How can I write Python code such that both input prompt and output results are in the same conversation thread?

Hello everyone,
Currently, I want to perform summary analysis on some long texts I have, which are about 10,000 to 20,000 tokens in length.

Previously, I tried segmenting the long text and feeding it to ChatGPT in batches, but this often led to memory confusion and hallucination contamination.

My current idea is to first segment the long text into a list, then use a for loop to send these segments to AI to generate summaries, and finally, integrate these into a final version of the summary for analysis.

However, the only programming I know involves sending a single question and receiving a single answer, which might make the for loop generate independent summaries without continuity.
It seems like these are separate conversations, not part of the same context, which might not trigger the AI’s memory function.

Does anyone know how to program it so that the prompts I input and the results I receive are part of the same thread, similar to the way it works in the ChatGPT interface where there is contextual continuity?

Thank you, everyone.

A conversation history of prior inputs is typically used as a chatbot.

· · ·

Pick up the forum thread about keeping Python prompts and replies in one conversation and continue it after its last sentence.

Dataset records
· · ·

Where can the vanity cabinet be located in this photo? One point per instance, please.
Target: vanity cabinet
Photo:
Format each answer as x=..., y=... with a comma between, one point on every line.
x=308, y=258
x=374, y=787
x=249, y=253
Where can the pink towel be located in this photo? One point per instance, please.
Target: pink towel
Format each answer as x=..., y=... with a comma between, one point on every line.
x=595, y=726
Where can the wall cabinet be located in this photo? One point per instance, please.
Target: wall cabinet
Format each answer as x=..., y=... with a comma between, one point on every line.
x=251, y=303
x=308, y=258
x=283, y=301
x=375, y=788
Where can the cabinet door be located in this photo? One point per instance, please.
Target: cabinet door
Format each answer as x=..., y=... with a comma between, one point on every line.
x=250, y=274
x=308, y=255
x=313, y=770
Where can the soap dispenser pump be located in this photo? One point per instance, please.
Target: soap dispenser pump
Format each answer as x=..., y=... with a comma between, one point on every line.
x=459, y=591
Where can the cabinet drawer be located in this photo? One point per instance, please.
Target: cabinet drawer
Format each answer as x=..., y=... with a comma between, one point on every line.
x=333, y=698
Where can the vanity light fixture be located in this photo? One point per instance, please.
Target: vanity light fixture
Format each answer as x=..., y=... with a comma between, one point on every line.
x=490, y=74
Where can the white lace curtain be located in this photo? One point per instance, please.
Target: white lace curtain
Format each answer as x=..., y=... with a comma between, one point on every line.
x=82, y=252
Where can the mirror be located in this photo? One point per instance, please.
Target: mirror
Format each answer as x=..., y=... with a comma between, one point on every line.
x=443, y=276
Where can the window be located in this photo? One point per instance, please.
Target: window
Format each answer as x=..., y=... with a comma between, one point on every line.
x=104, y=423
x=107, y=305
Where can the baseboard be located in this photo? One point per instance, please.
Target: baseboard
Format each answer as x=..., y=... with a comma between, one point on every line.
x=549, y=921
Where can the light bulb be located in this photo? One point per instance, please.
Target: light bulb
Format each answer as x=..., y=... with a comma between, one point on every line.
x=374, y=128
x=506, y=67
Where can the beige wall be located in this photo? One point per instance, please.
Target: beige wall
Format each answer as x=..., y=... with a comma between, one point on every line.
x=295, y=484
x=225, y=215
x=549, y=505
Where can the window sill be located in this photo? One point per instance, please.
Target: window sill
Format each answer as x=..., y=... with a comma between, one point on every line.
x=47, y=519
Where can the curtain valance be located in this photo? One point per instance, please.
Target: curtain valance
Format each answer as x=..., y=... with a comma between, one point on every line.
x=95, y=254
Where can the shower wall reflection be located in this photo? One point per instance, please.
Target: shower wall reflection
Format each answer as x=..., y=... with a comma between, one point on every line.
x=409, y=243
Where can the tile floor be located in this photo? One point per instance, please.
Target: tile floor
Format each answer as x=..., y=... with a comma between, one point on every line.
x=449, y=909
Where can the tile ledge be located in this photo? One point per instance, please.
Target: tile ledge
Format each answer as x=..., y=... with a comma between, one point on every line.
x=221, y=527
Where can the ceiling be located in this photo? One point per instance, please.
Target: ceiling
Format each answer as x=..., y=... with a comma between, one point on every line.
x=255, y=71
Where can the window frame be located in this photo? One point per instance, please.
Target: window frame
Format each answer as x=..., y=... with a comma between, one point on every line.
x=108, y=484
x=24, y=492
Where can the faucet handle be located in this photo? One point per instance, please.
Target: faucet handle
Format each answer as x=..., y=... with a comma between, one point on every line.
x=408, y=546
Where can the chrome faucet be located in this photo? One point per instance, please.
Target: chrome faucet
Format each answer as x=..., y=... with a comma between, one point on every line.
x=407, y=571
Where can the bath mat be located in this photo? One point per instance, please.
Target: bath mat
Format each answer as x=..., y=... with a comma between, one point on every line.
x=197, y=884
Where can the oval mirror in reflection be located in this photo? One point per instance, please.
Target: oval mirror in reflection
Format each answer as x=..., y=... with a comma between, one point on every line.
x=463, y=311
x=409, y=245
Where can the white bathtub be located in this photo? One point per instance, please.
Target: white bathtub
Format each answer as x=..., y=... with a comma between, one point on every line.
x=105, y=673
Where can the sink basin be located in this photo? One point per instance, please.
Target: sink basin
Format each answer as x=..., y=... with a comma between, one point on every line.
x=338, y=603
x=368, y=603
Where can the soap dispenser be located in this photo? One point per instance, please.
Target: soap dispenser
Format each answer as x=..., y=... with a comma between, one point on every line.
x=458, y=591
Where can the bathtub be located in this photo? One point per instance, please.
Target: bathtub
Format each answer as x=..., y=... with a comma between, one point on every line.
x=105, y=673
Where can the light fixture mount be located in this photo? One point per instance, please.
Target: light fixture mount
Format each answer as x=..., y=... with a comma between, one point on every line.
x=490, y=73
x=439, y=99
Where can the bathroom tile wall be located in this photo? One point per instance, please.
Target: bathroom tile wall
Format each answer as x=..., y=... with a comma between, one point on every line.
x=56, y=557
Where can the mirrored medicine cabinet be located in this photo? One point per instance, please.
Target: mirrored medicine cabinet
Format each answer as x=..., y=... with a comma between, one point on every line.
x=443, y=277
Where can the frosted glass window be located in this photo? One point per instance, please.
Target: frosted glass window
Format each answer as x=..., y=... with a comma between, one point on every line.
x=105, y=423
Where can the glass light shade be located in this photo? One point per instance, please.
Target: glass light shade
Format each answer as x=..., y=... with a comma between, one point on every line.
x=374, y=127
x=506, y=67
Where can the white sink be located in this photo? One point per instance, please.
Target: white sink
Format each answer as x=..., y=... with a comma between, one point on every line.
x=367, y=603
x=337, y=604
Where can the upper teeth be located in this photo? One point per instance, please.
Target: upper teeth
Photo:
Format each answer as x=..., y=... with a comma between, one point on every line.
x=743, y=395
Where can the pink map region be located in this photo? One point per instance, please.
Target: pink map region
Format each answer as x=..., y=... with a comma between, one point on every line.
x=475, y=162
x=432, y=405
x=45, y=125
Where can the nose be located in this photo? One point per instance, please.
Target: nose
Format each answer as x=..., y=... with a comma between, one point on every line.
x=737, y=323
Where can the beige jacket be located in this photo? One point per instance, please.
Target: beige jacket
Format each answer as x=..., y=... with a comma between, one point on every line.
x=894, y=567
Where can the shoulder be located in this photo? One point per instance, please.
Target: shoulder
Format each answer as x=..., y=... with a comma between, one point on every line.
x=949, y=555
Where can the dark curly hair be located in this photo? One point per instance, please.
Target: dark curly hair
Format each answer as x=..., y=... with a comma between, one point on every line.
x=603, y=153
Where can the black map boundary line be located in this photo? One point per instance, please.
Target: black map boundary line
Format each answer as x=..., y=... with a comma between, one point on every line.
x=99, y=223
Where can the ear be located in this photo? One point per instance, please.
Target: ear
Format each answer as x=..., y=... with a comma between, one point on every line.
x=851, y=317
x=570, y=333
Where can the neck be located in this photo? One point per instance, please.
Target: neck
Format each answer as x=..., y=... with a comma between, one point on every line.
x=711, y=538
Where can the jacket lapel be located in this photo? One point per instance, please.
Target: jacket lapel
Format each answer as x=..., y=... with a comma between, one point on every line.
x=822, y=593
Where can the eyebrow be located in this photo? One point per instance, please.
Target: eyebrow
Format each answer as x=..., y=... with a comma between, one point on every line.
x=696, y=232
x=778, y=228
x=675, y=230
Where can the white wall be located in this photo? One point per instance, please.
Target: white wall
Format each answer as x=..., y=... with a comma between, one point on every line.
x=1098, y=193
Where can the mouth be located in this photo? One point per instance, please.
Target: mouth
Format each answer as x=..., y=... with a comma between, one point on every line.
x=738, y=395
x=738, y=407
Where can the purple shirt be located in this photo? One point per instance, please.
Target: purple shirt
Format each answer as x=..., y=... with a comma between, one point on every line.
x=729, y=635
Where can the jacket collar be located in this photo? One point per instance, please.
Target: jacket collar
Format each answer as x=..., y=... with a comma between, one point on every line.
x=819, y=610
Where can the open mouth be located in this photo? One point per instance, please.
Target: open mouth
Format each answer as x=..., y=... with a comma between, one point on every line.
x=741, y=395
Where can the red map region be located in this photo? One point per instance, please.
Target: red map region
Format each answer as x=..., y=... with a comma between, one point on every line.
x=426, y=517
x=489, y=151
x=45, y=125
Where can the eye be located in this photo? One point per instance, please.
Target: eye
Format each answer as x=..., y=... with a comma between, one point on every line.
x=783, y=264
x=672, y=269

· · ·

Response to this exercise
The AI sees what you wrote, the AI observes its output. That informs the context of the latest question.

(you also pay every time for the AI being provided those extra tokens of memory)

You describe a task that simply has many independent steps. Metacode…

  1. for part in all_parts:
    – summaries.append(Input to AI: “summarize this part of a longer document: {part}”)

  2. Input to AI: summarize all these summaries together {summaries}

The AI may benefit from some more context of the part it is currently summarizing, but the cost escalates:

  1. for index, part in enumerate(all_parts):
    – summaries.append(Input to AI: “Overview so far {total_summary}. Summarize this part of a longer document: {part}”)
    – total_summary = Input to AI: " Here’s a summary {total_summary}. Include this additional info in a new total summary {summaries[index]}"

  2. Input to AI: summarize all these summaries together {summaries}

Retaining step two is going to give a better quality than the total_summary made of continued iterations, where the first chunk has been overwritten many times.

None of these really need a multi-message conversational context. Just programming flow for the task.

Thank you for your quick response to my query, but I must admit, I’m quite new to programming and didn’t fully grasp your explanation.

Are you suggesting that if I split a long text into subsets, say 1 to 5, I should first summarize subset 1 using AI to create a sub-summary, and then use that summary as a context for the next subset to generate another summary, and so on?

However, I’m concerned that combining the summary of the previous subset with the next one, plus the input prompt, might exceed the token limit close to 4096, thereby compromising the output.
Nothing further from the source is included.